Provided data section start

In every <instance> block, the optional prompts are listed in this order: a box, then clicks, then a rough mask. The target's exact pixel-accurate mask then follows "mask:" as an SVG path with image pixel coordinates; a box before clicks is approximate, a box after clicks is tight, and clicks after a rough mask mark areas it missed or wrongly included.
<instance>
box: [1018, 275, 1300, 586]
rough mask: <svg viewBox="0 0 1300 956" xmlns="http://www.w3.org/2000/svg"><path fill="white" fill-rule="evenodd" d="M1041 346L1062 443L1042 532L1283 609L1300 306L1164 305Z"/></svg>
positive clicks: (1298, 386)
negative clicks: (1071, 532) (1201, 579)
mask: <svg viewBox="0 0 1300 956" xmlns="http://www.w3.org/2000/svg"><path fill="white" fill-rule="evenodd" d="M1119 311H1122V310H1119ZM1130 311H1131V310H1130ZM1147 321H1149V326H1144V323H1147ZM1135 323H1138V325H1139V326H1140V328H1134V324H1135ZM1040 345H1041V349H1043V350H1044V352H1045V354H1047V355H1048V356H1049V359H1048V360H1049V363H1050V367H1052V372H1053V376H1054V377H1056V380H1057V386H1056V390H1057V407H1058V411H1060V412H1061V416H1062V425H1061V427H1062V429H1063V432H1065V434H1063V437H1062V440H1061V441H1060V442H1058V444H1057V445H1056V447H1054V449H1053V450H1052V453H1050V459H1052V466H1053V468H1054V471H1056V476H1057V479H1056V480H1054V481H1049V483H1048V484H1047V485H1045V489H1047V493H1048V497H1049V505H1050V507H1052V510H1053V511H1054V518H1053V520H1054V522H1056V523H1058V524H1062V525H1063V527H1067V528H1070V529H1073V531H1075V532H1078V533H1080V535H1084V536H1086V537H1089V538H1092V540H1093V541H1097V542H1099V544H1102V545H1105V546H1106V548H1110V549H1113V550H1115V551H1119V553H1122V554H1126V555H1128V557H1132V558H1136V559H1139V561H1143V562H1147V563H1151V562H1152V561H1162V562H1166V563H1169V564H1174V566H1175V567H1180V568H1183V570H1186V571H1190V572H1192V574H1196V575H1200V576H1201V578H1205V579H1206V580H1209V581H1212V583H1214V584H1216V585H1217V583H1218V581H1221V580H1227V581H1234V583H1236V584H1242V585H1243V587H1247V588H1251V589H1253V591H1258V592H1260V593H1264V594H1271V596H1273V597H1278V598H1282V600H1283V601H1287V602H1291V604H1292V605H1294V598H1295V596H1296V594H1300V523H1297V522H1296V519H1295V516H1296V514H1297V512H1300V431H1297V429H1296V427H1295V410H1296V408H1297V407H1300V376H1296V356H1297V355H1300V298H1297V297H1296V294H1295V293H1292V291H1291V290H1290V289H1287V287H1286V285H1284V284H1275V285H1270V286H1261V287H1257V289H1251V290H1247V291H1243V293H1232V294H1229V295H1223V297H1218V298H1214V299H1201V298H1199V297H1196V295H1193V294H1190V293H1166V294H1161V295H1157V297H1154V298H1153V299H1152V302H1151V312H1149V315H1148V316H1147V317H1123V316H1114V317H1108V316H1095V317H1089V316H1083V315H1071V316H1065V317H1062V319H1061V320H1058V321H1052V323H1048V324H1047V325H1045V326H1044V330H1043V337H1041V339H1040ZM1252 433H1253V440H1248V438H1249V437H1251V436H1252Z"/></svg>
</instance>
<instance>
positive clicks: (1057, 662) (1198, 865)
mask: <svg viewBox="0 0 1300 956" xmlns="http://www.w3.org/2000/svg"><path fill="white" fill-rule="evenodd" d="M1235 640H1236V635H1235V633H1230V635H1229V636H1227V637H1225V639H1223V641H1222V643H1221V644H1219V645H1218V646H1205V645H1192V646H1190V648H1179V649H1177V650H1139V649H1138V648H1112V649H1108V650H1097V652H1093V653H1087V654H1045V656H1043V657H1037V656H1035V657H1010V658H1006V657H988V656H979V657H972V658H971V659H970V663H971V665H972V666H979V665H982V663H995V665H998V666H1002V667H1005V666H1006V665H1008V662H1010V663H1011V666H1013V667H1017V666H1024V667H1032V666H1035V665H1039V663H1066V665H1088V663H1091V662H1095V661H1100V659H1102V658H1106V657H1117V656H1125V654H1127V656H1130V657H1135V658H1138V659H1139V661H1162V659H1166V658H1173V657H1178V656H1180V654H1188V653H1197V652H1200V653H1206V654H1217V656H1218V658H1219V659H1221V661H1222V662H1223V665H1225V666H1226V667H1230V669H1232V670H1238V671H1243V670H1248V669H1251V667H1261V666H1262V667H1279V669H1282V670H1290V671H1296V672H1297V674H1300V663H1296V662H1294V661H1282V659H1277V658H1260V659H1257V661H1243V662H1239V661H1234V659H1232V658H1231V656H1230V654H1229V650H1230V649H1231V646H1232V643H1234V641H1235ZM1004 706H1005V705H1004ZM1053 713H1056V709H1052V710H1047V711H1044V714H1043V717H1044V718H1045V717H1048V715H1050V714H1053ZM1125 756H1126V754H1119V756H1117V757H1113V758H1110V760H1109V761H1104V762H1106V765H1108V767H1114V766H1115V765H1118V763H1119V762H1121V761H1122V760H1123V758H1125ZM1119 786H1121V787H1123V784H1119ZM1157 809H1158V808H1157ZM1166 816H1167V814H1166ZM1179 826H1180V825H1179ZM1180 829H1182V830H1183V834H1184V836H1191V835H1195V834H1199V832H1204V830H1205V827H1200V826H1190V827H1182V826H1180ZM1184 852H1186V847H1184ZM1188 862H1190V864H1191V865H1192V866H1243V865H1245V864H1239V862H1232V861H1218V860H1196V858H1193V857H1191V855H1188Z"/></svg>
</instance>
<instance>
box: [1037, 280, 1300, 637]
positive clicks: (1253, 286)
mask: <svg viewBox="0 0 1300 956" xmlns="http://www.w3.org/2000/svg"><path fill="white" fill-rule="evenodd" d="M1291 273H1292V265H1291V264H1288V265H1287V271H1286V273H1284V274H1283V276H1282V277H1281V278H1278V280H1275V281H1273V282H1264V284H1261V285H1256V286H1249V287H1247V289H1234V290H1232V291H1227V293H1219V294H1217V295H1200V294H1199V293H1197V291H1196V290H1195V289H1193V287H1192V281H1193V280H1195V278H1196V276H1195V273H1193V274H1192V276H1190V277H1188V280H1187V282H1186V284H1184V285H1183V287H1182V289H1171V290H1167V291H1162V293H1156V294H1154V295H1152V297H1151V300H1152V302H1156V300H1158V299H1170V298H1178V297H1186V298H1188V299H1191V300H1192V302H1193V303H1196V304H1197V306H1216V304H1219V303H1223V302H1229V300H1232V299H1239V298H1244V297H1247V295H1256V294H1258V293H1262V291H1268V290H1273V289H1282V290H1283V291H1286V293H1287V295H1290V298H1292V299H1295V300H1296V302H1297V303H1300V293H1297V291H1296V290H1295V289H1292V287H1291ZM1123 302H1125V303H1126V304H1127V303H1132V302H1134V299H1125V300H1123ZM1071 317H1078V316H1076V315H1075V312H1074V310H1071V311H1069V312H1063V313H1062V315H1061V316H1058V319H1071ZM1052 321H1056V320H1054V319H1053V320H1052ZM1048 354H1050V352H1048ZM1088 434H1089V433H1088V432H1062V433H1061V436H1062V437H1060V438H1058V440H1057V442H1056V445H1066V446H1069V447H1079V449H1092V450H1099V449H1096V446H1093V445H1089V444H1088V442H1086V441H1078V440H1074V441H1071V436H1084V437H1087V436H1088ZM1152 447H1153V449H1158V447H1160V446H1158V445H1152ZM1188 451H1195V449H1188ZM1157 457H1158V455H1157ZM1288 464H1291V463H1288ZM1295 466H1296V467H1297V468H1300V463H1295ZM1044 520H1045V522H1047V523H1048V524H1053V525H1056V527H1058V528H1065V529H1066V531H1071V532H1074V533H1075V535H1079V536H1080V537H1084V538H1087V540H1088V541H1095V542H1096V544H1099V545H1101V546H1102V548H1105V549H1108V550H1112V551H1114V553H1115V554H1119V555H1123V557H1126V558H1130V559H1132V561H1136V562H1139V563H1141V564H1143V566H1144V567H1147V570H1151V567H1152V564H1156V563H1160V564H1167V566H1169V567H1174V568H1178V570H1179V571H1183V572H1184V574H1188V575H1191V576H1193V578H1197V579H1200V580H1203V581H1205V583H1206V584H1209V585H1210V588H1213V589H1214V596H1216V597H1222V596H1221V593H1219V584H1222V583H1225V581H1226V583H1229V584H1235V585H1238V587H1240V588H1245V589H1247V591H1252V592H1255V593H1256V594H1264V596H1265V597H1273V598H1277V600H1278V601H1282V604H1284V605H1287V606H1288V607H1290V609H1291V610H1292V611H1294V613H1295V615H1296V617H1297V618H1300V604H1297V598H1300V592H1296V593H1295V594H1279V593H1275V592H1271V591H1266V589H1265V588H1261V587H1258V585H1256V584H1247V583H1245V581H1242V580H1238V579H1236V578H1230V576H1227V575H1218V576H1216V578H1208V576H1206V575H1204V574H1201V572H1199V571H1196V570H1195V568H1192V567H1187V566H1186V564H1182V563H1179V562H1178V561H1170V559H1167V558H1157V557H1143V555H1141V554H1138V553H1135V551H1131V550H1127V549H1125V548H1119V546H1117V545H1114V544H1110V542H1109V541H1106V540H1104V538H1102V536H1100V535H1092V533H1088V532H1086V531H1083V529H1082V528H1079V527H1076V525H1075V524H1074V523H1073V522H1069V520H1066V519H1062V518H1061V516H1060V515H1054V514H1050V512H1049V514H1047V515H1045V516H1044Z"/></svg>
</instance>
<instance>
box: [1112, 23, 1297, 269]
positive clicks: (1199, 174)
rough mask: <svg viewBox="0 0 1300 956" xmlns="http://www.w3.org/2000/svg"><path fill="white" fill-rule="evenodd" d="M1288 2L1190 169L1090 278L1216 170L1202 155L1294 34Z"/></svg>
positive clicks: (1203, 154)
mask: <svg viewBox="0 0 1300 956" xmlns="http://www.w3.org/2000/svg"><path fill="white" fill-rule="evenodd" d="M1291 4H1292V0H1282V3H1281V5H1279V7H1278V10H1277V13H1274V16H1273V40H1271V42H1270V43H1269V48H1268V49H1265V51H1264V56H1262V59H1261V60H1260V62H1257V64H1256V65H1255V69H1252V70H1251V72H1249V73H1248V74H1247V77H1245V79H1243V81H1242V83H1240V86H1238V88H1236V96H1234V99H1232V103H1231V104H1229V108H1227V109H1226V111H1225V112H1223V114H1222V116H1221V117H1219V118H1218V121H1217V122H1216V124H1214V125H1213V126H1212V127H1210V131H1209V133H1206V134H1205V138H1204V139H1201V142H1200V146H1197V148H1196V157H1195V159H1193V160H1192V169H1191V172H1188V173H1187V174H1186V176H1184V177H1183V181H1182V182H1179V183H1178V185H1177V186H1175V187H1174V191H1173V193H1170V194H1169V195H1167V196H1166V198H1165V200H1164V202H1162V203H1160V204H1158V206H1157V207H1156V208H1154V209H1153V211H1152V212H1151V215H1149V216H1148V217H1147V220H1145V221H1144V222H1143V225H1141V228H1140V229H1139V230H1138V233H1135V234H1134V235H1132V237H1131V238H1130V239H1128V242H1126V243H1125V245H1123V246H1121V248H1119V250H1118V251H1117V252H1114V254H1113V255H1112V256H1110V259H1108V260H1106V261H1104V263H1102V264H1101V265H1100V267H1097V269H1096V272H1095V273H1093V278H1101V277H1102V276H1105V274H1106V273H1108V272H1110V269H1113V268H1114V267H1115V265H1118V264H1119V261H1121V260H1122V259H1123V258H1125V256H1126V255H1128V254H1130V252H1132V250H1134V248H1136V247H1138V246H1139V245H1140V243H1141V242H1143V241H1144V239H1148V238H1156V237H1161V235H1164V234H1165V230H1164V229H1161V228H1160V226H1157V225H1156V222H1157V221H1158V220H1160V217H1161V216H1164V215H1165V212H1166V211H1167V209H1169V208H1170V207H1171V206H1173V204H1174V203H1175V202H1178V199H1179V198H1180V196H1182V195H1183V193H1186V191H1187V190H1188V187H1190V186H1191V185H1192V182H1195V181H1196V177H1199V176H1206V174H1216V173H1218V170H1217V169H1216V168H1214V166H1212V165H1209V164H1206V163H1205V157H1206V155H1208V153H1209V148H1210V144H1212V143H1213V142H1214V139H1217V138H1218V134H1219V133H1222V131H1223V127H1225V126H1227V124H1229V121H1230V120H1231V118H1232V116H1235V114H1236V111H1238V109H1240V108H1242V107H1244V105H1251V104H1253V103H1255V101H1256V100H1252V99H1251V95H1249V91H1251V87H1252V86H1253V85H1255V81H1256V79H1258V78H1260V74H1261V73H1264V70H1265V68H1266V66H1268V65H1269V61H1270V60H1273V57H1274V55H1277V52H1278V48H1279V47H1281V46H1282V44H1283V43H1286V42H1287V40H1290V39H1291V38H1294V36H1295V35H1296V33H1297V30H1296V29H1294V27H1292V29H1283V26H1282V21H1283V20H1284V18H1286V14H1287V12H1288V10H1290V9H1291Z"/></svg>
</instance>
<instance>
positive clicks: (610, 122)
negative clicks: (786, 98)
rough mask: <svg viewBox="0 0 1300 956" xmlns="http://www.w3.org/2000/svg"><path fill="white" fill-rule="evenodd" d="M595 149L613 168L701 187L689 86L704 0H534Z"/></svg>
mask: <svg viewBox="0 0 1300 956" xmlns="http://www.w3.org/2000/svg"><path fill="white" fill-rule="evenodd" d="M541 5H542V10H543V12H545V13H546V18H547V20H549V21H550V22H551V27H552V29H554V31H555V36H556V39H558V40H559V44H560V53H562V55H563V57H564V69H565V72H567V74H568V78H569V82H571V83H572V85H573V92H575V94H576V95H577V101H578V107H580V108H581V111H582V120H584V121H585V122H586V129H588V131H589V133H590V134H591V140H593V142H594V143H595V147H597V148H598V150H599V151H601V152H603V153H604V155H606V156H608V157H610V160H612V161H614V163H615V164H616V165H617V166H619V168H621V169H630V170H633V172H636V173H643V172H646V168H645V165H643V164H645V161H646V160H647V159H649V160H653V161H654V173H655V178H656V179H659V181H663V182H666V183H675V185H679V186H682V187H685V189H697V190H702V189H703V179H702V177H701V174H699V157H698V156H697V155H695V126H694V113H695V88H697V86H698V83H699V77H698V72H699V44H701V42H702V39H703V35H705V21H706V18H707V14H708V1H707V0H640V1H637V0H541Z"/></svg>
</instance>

Provided data section end

## Work to complete
Retype the rows word for word, beginning at the start of the rows and ending after the line that contains "negative clicks: (1071, 532) (1201, 579)".

## Completed exercise
In every <instance> block, the optional prompts are listed in this order: a box, then clicks, then a rough mask. The target's exact pixel-accurate mask then follows "mask:" as an SVG path with image pixel coordinates; a box before clicks is approximate, a box after clicks is tight, and clicks after a rough mask mark areas it missed or wrongly included.
<instance>
box: [1018, 275, 1300, 586]
rough mask: <svg viewBox="0 0 1300 956" xmlns="http://www.w3.org/2000/svg"><path fill="white" fill-rule="evenodd" d="M1041 346L1062 443L1042 532L1283 609L1300 306L1164 305Z"/></svg>
positive clicks: (1298, 386)
negative clicks: (1071, 532) (1201, 579)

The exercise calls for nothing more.